Create pdf from persian html file by ITextSharp

Question

5.00/5 (3 votes)

See more:

Hi all

I use ITextSharp library to convert html to pdf.
My users use persian language sentence in her/his html files, So this library can't convert persian word.

For resolve this and right to left problem i use bellow code:

Document document = new Document(PageSize.A4, 80, 50, 30, 65);
            PdfWriter.GetInstance(document, new FileStream(strPDFpath, FileMode.Create));
            document.Open();
            ArrayList objects;
            document.NewPage();
            
            var stream = new StreamReader(strHTMLpath, Encoding.Default).ReadToEnd();
            objects = iTextSharp.text.html.simpleparser.
            HTMLWorker.ParseToList(new StreamReader(strHTMLpath, Encoding.UTF8), styles);            
            BaseFont bf = BaseFont.CreateFont("c:\\windows\\fonts\\Tahoma.ttf",
                                            BaseFont.IDENTITY_H, true);
            for (int k = 0; k < objects.Count; k++)
--------------------------------
> _Request 1_: Copy the forum question about converting Persian HTML to PDF with ITextSharp word for word, from its title to its final line of code.
> _Request 2_: Take the records starting at the line containing "Keypoint placement: for each instance of the bird" and ending at the last line of the records. Rewrite only those lines, swapping "thickest" for "widest" and changing nothing else.

> _Stored data entries_:
--------------------------------
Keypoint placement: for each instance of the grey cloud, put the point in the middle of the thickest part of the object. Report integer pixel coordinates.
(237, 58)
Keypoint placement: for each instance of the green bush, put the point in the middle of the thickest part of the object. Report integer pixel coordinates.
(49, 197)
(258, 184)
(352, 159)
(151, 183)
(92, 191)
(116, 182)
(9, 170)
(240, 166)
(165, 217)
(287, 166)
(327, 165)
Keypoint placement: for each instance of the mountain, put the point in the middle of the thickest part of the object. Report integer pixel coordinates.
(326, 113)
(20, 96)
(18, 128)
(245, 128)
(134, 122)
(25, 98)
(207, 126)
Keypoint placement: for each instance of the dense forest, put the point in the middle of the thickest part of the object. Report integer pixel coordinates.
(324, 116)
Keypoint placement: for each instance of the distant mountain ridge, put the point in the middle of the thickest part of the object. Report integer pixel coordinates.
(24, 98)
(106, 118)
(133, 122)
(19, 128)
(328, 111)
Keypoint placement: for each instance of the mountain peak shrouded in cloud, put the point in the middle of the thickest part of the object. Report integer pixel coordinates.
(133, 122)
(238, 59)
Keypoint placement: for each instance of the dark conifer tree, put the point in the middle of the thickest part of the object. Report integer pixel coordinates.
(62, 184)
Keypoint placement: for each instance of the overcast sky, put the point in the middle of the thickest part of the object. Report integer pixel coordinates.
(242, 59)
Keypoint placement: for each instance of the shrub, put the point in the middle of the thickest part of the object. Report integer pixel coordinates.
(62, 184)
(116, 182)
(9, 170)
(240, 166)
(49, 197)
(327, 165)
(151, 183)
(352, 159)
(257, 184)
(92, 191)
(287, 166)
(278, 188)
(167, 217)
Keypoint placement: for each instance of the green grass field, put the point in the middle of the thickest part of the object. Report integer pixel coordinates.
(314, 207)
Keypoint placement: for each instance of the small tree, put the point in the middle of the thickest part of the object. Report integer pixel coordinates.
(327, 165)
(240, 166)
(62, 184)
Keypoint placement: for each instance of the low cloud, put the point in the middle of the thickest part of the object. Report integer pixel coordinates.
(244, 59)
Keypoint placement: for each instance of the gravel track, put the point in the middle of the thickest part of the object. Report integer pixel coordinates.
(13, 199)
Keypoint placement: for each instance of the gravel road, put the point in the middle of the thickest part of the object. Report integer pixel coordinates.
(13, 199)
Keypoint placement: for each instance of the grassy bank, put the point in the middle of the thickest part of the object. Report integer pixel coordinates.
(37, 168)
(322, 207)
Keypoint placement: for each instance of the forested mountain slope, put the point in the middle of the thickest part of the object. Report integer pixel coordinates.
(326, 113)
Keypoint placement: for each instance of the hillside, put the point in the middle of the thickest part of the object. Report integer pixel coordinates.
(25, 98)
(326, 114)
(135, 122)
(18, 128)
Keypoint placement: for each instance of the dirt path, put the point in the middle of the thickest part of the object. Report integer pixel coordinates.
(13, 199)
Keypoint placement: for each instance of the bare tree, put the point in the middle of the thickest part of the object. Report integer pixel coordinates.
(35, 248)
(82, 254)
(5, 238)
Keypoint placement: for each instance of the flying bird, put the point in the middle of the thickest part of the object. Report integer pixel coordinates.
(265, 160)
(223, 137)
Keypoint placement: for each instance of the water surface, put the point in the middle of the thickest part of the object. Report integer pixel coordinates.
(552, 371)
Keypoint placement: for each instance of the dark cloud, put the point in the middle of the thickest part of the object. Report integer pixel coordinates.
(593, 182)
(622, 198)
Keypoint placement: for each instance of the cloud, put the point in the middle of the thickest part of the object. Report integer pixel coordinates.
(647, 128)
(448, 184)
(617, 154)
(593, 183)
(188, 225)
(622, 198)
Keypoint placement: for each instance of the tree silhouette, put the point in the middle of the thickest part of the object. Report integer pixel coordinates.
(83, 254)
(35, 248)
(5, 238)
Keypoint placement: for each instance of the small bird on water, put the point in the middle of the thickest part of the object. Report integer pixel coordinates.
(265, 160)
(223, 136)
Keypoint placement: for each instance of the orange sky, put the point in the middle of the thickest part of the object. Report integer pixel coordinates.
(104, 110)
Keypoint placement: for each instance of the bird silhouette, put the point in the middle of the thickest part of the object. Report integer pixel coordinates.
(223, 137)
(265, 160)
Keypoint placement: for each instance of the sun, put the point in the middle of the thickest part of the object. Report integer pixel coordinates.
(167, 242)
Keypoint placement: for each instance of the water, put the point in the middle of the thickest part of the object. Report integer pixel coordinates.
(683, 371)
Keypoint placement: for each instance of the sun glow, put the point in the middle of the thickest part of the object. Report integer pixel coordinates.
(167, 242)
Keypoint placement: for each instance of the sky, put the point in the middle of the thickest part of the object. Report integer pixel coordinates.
--------------------------------
> _Task solution 1_:
Create pdf from persian html file by ITextSharp

Question

5.00/5 (3 votes)

See more:

Hi all

I use ITextSharp library to convert html to pdf.
My users use persian language sentence in her/his html files, So this library can't convert persian word.

For resolve this and right to left problem i use bellow code:

Document document = new Document(PageSize.A4, 80, 50, 30, 65);
            PdfWriter.GetInstance(document, new FileStream(strPDFpath, FileMode.Create));
            document.Open();
            ArrayList objects;
            document.NewPage();
            
            var stream = new StreamReader(strHTMLpath, Encoding.Default).ReadToEnd();
            objects = iTextSharp.text.html.simpleparser.
            HTMLWorker.ParseToList(new StreamReader(strHTMLpath, Encoding.UTF8), styles);            
            BaseFont bf = BaseFont.CreateFont("c:\\windows\\fonts\\Tahoma.ttf",
                                            BaseFont.IDENTITY_H, true);
            for (int k = 0; k < objects.Count; k++)

> _Task solution 2_:
Keypoint placement: for each instance of the bird silhouette, put the point in the middle of the widest part of the object. Report integer pixel coordinates.
(223, 137)
(265, 160)
Keypoint placement: for each instance of the sun, put the point in the middle of the widest part of the object. Report integer pixel coordinates.
(167, 242)
Keypoint placement: for each instance of the water, put the point in the middle of the widest part of the object. Report integer pixel coordinates.
(683, 371)
Keypoint placement: for each instance of the sun glow, put the point in the middle of the widest part of the object. Report integer pixel coordinates.
(167, 242)
Keypoint placement: for each instance of the sky, put the point in the middle of the widest part of the object. Report integer pixel coordinates.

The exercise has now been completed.